■ Problem requirements: Copy out the lines below word for word, starting with the line that has "Each instance of the stretchy" and ending after the line that has "x=358 y=216". Include both of those lines and nothing else.
·····
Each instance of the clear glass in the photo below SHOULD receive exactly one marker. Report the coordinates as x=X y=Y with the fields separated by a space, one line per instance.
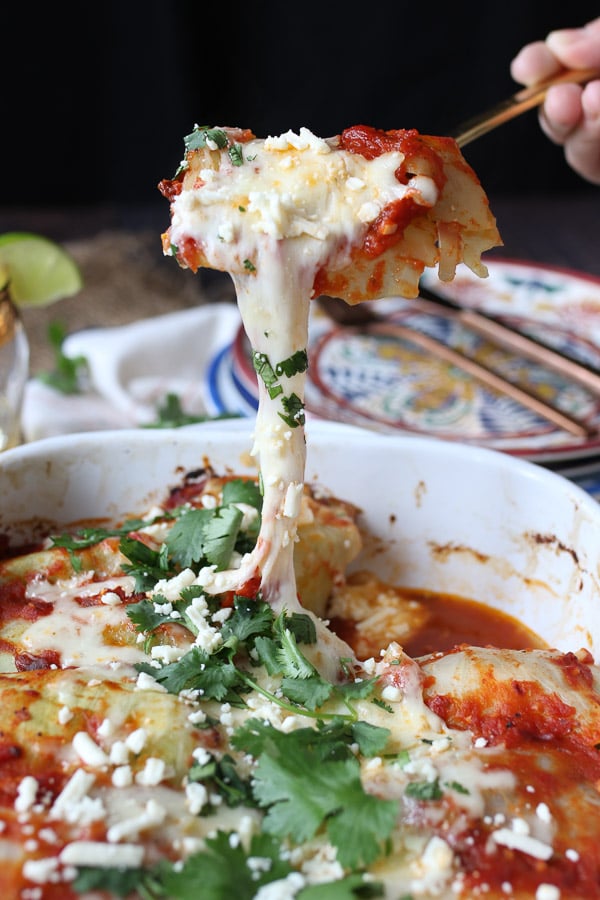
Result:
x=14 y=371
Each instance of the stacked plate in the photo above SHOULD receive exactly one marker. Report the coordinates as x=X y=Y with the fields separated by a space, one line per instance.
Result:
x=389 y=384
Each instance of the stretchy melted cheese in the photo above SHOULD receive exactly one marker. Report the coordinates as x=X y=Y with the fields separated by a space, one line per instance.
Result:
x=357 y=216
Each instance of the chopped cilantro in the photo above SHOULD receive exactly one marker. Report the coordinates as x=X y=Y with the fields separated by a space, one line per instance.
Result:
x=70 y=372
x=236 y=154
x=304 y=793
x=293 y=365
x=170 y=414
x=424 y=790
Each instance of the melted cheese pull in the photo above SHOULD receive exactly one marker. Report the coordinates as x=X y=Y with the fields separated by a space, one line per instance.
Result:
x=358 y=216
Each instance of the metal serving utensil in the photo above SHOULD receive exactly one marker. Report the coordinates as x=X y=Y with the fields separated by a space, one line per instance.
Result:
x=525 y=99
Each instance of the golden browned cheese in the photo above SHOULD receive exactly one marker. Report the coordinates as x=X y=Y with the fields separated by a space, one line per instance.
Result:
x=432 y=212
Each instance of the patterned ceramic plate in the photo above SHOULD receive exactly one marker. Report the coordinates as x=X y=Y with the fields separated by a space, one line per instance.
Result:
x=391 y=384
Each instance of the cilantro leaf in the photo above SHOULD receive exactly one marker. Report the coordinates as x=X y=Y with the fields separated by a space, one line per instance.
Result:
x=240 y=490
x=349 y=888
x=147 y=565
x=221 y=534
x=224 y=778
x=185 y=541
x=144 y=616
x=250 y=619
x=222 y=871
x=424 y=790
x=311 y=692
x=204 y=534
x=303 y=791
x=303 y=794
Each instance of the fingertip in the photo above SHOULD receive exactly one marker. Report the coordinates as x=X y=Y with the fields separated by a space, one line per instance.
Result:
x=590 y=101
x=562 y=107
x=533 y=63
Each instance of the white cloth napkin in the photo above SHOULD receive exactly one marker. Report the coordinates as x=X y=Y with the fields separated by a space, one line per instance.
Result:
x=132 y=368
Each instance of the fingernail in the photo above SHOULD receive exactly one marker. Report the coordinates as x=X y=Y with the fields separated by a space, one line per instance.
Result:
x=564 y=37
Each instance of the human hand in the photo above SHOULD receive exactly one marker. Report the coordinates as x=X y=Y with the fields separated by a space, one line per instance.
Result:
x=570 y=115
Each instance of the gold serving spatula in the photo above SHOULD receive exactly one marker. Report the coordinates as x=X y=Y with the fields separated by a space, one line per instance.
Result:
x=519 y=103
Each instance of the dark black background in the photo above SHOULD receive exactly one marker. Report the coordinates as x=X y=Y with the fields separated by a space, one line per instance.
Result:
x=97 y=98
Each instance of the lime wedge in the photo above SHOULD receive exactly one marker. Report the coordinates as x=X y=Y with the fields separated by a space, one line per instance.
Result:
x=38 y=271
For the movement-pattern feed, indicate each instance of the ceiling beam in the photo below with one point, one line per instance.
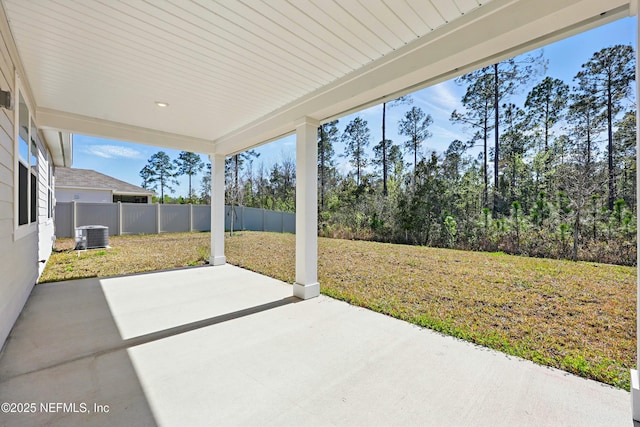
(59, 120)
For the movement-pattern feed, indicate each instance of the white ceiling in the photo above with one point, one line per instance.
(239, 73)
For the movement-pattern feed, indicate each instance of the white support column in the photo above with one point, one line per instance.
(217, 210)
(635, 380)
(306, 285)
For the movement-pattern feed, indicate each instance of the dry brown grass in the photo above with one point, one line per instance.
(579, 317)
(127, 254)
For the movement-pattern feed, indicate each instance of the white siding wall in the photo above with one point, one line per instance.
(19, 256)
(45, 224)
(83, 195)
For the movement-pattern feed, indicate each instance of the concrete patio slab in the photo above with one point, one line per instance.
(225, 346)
·····
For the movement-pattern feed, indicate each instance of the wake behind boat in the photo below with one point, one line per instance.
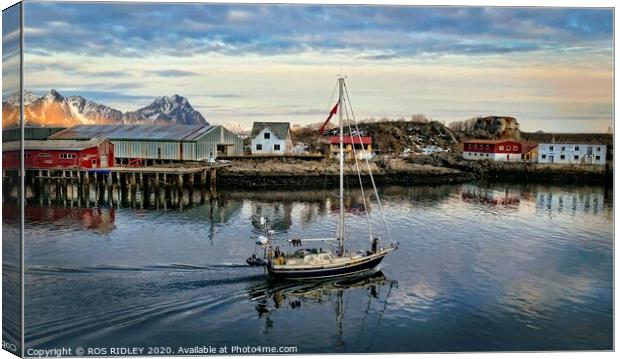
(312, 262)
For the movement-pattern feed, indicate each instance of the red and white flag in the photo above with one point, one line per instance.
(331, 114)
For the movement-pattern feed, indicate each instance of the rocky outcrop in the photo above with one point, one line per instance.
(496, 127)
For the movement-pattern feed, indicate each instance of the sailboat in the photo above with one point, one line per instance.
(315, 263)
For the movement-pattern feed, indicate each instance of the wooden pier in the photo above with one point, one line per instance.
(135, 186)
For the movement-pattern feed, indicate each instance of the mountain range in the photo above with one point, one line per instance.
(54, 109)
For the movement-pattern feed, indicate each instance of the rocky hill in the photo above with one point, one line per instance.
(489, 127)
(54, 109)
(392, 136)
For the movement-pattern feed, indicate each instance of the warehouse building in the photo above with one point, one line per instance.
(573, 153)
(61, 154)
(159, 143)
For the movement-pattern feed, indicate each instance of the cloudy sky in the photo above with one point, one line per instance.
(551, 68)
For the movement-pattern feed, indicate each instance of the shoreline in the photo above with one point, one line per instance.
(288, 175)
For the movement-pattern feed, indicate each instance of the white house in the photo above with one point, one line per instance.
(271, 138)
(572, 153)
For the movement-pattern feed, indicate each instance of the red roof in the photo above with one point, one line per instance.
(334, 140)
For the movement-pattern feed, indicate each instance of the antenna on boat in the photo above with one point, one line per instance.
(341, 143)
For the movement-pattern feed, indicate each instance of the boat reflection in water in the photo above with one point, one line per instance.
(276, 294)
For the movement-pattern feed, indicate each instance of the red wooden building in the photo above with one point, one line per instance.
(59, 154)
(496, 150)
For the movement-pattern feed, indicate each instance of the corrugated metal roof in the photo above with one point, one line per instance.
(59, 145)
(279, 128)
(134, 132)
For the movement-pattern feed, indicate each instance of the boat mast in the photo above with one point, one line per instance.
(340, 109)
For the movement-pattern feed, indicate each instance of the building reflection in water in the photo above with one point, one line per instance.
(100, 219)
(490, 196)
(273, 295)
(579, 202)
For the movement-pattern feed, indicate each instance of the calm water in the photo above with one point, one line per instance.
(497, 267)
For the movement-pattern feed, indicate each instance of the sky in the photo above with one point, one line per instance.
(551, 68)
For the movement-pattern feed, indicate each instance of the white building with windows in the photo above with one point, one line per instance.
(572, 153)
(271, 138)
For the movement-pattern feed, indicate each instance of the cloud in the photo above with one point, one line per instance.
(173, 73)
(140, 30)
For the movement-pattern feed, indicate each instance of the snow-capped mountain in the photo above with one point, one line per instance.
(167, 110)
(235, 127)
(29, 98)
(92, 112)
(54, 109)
·····
■ Response:
Each instance of the stretchy melted cheese in the photo above SHOULD receive exactly one marker. Report the coordinates as x=X y=Y with the fields separated by a space, one line per instance.
Result:
x=357 y=216
Each instance of the chopped cilantro in the photo above SHOULD receive exactly one marker. Report the coordinates as x=X y=Y with the fields separated by a space, one line per instance.
Result:
x=70 y=372
x=236 y=154
x=304 y=793
x=293 y=365
x=170 y=414
x=424 y=790
Each instance of the melted cheese pull in the photo above SHOULD receive exactly one marker. Report the coordinates as x=X y=Y with the fields separated by a space, one line per instance.
Result:
x=358 y=216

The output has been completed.